• **To do**
Set down the material below word for word, excluding the pictures.
>> START Data shown
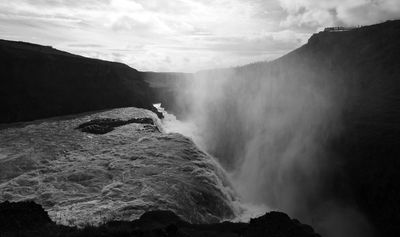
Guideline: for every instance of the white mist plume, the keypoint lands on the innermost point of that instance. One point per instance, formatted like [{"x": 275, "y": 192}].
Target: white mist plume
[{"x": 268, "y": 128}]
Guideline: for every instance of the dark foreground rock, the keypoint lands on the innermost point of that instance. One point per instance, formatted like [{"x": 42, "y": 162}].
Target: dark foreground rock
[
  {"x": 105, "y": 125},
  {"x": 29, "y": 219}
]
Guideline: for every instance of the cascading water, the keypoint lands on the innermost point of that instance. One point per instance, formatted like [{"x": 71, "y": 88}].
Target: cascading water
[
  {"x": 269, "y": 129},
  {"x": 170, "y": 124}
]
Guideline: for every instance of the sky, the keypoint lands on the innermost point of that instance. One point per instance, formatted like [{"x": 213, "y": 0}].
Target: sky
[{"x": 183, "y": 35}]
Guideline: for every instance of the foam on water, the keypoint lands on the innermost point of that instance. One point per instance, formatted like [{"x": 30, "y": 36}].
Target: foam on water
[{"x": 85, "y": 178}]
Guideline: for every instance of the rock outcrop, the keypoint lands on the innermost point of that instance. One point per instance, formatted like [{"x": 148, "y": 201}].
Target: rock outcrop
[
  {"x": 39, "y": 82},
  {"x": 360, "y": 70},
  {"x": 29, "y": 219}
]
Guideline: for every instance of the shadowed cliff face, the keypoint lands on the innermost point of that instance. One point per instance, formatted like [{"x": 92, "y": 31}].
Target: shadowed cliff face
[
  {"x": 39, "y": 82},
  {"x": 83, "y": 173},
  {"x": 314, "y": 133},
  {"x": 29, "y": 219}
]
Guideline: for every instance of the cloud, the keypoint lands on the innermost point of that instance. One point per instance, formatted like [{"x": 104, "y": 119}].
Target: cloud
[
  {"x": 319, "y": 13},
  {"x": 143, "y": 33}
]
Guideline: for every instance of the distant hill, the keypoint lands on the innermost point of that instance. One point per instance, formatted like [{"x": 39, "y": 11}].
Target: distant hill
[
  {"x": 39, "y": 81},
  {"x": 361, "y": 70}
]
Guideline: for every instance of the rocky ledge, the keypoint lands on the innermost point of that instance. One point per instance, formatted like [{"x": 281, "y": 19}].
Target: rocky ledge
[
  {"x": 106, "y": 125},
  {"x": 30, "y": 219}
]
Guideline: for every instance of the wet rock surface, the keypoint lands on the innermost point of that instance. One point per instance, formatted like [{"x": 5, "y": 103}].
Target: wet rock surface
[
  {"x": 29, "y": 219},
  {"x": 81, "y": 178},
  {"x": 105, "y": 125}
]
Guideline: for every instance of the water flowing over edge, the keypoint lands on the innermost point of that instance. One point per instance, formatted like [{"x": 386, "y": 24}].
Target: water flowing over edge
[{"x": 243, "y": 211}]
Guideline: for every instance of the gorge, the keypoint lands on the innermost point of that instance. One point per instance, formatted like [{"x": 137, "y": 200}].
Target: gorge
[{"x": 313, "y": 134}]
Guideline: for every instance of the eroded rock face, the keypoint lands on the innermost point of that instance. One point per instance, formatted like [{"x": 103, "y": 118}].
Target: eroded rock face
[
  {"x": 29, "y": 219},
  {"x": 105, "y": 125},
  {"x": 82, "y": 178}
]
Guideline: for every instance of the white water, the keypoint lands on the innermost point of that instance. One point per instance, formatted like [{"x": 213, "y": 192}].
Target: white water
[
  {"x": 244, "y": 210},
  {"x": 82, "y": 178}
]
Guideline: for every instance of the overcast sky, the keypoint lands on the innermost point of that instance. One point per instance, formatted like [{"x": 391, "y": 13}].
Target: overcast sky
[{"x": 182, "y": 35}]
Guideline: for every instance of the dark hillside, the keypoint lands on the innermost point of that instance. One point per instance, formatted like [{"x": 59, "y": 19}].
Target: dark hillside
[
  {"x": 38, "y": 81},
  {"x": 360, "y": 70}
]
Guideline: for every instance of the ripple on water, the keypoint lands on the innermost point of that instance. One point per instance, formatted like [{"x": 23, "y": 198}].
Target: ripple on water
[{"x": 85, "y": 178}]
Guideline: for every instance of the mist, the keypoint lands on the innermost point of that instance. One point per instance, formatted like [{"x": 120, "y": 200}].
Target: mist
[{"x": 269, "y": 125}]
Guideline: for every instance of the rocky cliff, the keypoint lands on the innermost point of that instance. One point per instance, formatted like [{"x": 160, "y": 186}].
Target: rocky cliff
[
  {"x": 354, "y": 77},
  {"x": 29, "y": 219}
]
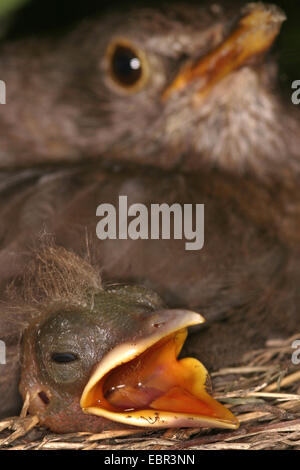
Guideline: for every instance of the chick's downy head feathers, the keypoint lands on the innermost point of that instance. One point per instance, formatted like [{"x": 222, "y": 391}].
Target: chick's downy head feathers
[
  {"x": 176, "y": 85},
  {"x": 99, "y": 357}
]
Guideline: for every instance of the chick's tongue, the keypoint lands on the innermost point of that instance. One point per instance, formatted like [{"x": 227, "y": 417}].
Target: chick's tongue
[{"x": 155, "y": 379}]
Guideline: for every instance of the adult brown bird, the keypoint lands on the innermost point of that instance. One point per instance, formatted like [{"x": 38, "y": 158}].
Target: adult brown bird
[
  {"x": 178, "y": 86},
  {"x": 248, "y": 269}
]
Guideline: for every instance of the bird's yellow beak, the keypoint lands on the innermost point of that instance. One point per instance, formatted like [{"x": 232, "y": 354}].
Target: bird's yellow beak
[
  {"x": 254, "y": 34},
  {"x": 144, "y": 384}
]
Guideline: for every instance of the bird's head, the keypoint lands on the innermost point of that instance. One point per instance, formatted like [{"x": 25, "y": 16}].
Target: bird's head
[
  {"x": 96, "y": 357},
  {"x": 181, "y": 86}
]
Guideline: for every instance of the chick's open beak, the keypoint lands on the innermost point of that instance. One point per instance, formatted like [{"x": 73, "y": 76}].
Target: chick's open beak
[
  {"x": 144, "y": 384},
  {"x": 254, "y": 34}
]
>> END Data shown
• **Answer to the exercise**
Guideline: for every instance of the white mist plume, the keypoint lands on the innermost point of that instance. One point per instance, formatted like [{"x": 275, "y": 192}].
Target: white mist plume
[{"x": 268, "y": 128}]
Guideline: for every instance of the dark foreground rock, the keypoint lands on the innermost point of that instance. One point per instance, formatted like [{"x": 42, "y": 162}].
Target: dark foreground rock
[
  {"x": 105, "y": 125},
  {"x": 29, "y": 219}
]
Guideline: for every instance of the cascading water, the keypoint lands on the innermost point of that instance. One point per instance, formatted like [{"x": 71, "y": 88}].
Target: cascading water
[
  {"x": 269, "y": 129},
  {"x": 170, "y": 124}
]
Guideline: for every instance of the sky, the keypoint lands on the innermost point of that instance. One point per instance, formatted like [{"x": 213, "y": 0}].
Target: sky
[{"x": 183, "y": 35}]
Guideline: for every instance of the foam on water, the keypoint lands on the innermost point of that instance. One point per instance, formatted like [{"x": 30, "y": 36}].
Target: foam on water
[{"x": 85, "y": 178}]
Guideline: for every instance of the rock outcrop, the keypoint lands on the innermost point of that instance. One point per instance, formatted like [{"x": 148, "y": 201}].
Target: rock outcrop
[
  {"x": 39, "y": 82},
  {"x": 360, "y": 70},
  {"x": 29, "y": 219}
]
Guideline: for every instance of the shadowed cliff face, the keypoint lands on the innermost point of that instance. One point per instance, formatted like [{"x": 92, "y": 31}].
Target: shadowed cliff face
[
  {"x": 39, "y": 82},
  {"x": 83, "y": 173},
  {"x": 314, "y": 133},
  {"x": 29, "y": 219}
]
Guideline: for every instance of the cloud, the keypoint lands on the innermost point of that instance. One point per instance, formatted like [{"x": 104, "y": 119}].
Target: cloud
[
  {"x": 319, "y": 13},
  {"x": 143, "y": 33}
]
Guideline: for every instance of the distant hill, the keypoint lands on the innermost point of that instance. One point per instance, formatted like [{"x": 39, "y": 11}].
Target: distant hill
[
  {"x": 39, "y": 81},
  {"x": 361, "y": 70}
]
Guideline: for every instance of the rocky ledge, the keypoint lands on the innermost point of that instance. One point per instance, formatted like [{"x": 281, "y": 19}].
Target: rocky ledge
[
  {"x": 106, "y": 125},
  {"x": 30, "y": 219}
]
Guideline: for every instance of the wet rock surface, the keypoint lands on the innermost point of that instance. One point per instance, formatted like [{"x": 5, "y": 103}].
Target: wet rock surface
[
  {"x": 29, "y": 219},
  {"x": 81, "y": 178},
  {"x": 105, "y": 125}
]
Guideline: for every instance of the water flowing over edge, the keypoint lands on the innermost point of that instance. One point per instance, formatted like [{"x": 386, "y": 24}].
Target: water flowing over edge
[{"x": 243, "y": 211}]
Guideline: for every instance of the gorge, the keypoint lands on the innermost point of that instance. One point per instance, formatted like [{"x": 137, "y": 200}].
Target: gorge
[{"x": 313, "y": 134}]
Guideline: for every instance of the eroded rock face, the keypoint lands on the innermost point of that instance. One point per instance, formatted like [{"x": 103, "y": 118}].
Target: eroded rock face
[
  {"x": 29, "y": 219},
  {"x": 105, "y": 125},
  {"x": 82, "y": 178}
]
Guideline: for every instance of the white water, the keypoint lands on the innermost point of that instance. One point per instance, formatted like [{"x": 213, "y": 192}].
Target: white water
[
  {"x": 244, "y": 210},
  {"x": 82, "y": 178}
]
Guideline: for every instance of the overcast sky, the keypoint lands on the innermost point of that instance. One point per instance, formatted like [{"x": 391, "y": 13}].
Target: overcast sky
[{"x": 182, "y": 35}]
Guideline: for every instance of the dark hillside, the keypoint lands on the innermost point of that instance. One point per instance, formatted like [{"x": 59, "y": 19}].
Target: dark hillside
[
  {"x": 38, "y": 81},
  {"x": 360, "y": 70}
]
Guideline: for every instance of the ripple on water, the keypoint lands on the innermost point of that instance. One point per instance, formatted like [{"x": 23, "y": 198}].
Target: ripple on water
[{"x": 85, "y": 178}]
Guideline: for every instance of the mist, the keypoint lands on the innermost point of that instance. One point per instance, formatted like [{"x": 120, "y": 200}].
Target: mist
[{"x": 269, "y": 125}]
Guideline: for every instance of the rocky cliff, the keypoint lands on the innermost point of that instance. One point per instance, formatted like [{"x": 160, "y": 186}].
Target: rocky cliff
[
  {"x": 354, "y": 77},
  {"x": 29, "y": 219}
]
Guideline: for every instance of the chick's downy head feathers, the keypoint lands on the innermost point of that instance. One point per instance, formatted like [{"x": 222, "y": 391}].
Target: chick's downy head feathers
[
  {"x": 176, "y": 85},
  {"x": 99, "y": 357}
]
Guideline: for every instance of the chick's tongue, the keypoint lands on the innermost point of that instance. One point per instance, formatted like [{"x": 227, "y": 417}].
Target: chick's tongue
[{"x": 155, "y": 379}]
Guideline: for every instance of the adult brown bird, the keypoint lands on the innermost point of that instance. One point per instance, formatted like [{"x": 38, "y": 158}].
Target: adult brown bird
[
  {"x": 178, "y": 86},
  {"x": 248, "y": 269}
]
Guideline: for every instance of the bird's yellow beak, the keypoint lands on the innermost point of that instance. One point per instance, formatted like [{"x": 232, "y": 354}].
Target: bird's yellow beak
[
  {"x": 254, "y": 34},
  {"x": 144, "y": 384}
]
Guideline: for every instance of the bird's head, the keypoint lands on the innermost point of that instance. One point per instance, formatted like [{"x": 25, "y": 16}].
Target: bird's head
[
  {"x": 96, "y": 357},
  {"x": 181, "y": 86}
]
Guideline: for every instance of the chick's open beak, the keypoint lands on the innermost point of that instance. One point per instance, formatted like [{"x": 73, "y": 76}].
Target: chick's open beak
[
  {"x": 144, "y": 384},
  {"x": 254, "y": 34}
]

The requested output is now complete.